=== PROVIDED MATERIAL ===
-- Opening Marker --
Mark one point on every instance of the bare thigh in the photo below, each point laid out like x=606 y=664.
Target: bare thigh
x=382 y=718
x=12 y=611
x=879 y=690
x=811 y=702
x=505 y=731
-- Closing Marker --
=== WHAT IS EXPECTED ===
Give back all of the records exactly as they were provided above.

=== THE ANSWER ===
Mark one point on every instance of the bare thigh in the photo below, each point laid out like x=606 y=664.
Target: bare thigh
x=382 y=718
x=12 y=611
x=879 y=690
x=811 y=702
x=505 y=731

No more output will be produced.